> _What you will do_:
(A) In the tribunal excerpt, at what rate must an insurer pay interest on an overdue benefit?
(B) Set down, word for word, everything in the tribunal excerpt from "Interest on overdue" down to "the required information.".

38Because I find that the proposed chronic pain assessment is not reasonably available through OHIP, I conclude that it is reasonable and necessary, and therefore payable. Because I find that the physiatry assessment is duplicative of the chronic pain assessment, I find that it is not reasonable and necessary, and therefore not payable.
Interest on overdue payment of IRBs is not payable
39The Tribunal may award interest to which an insured person is entitled pursuant to s. 51 of the Schedule. If payment of a benefit then owing to the insured is overdue, the insurer shall pay interest on the overdue amount at the rate of 1 per cent per month, compounded monthly, from the time the benefits first became payable under the Schedule. Under s. 36 of the Schedule, specified benefits such as IRBs are overdue if they are not paid within 10 business days of the insurer receiving the required information.
40The dispute over interest on IRBs arises because, although the respondent eventually paid the claimed IRBs, and continues to pay them, the applicant claims that they were “overdue” as set out in s. 51(1).

> _Extracted material_:
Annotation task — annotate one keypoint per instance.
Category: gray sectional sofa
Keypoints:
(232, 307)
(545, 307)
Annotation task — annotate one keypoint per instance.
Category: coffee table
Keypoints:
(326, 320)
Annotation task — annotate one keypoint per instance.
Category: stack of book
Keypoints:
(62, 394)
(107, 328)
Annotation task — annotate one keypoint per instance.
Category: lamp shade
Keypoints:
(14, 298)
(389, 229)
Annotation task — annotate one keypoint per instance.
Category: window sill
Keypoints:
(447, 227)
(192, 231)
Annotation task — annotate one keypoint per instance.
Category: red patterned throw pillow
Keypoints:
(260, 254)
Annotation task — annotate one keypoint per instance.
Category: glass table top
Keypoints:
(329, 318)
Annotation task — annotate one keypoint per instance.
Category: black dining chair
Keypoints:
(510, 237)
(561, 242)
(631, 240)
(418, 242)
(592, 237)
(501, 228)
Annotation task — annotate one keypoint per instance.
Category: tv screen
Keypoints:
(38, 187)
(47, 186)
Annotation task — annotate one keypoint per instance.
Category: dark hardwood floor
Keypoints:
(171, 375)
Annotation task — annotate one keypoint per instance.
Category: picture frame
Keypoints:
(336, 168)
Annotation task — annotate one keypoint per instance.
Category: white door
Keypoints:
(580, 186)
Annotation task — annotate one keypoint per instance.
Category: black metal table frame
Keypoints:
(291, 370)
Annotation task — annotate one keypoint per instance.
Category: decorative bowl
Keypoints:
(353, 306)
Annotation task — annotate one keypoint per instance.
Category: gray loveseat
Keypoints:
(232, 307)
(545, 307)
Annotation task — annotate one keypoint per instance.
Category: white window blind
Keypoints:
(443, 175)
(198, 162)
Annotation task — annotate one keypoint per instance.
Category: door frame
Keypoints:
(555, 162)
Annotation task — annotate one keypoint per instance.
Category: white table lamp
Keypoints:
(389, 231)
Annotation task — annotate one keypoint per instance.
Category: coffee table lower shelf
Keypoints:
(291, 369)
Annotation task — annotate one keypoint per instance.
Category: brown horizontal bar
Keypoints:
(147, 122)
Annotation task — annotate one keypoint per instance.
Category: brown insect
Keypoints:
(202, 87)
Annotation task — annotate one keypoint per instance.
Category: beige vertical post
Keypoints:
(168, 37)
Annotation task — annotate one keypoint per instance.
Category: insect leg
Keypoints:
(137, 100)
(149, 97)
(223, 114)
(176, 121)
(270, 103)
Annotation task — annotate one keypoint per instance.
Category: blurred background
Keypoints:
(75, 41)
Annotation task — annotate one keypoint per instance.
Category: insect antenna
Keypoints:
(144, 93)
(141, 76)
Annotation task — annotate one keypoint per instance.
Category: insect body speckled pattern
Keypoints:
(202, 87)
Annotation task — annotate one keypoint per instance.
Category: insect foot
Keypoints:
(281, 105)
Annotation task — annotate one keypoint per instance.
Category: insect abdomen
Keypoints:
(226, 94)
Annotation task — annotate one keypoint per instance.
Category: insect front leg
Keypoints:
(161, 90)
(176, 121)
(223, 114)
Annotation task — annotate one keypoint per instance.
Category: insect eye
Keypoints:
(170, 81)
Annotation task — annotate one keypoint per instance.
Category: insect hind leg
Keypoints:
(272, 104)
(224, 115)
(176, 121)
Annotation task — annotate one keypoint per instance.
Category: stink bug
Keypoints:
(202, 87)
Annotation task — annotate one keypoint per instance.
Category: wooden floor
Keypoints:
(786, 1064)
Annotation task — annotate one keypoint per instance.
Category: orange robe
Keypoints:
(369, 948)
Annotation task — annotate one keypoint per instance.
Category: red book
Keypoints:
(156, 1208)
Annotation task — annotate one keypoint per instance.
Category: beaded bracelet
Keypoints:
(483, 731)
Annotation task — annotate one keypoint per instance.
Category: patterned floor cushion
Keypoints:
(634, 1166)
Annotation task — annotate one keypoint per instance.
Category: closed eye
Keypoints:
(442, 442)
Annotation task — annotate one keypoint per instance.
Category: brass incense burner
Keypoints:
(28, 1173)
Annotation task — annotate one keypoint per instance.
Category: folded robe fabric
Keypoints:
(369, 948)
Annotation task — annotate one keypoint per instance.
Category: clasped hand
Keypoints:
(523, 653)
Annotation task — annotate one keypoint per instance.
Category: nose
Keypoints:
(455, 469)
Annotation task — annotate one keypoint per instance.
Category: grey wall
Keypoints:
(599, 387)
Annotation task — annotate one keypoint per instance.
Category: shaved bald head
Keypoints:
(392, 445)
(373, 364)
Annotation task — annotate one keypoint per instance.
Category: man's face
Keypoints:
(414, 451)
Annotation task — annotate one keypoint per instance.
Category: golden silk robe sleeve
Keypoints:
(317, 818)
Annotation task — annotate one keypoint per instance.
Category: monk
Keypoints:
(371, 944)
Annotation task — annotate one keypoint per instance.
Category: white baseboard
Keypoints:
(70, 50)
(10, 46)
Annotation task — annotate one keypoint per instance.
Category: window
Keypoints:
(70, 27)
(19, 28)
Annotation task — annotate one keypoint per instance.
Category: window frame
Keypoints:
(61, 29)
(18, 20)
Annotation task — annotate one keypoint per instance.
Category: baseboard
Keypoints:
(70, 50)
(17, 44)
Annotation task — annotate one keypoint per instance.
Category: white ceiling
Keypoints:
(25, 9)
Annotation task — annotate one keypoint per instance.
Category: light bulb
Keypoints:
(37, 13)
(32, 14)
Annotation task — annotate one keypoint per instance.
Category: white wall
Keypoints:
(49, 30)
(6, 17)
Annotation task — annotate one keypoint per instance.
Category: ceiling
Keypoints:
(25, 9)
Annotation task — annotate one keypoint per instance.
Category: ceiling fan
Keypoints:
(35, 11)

> _List of answers_:
(A) At 1 per cent per month, compounded monthly.

(B)
Interest on overdue payment of IRBs is not payable
39The Tribunal may award interest to which an insured person is entitled pursuant to s. 51 of the Schedule. If payment of a benefit then owing to the insured is overdue, the insurer shall pay interest on the overdue amount at the rate of 1 per cent per month, compounded monthly, from the time the benefits first became payable under the Schedule. Under s. 36 of the Schedule, specified benefits such as IRBs are overdue if they are not paid within 10 business days of the insurer receiving the required information.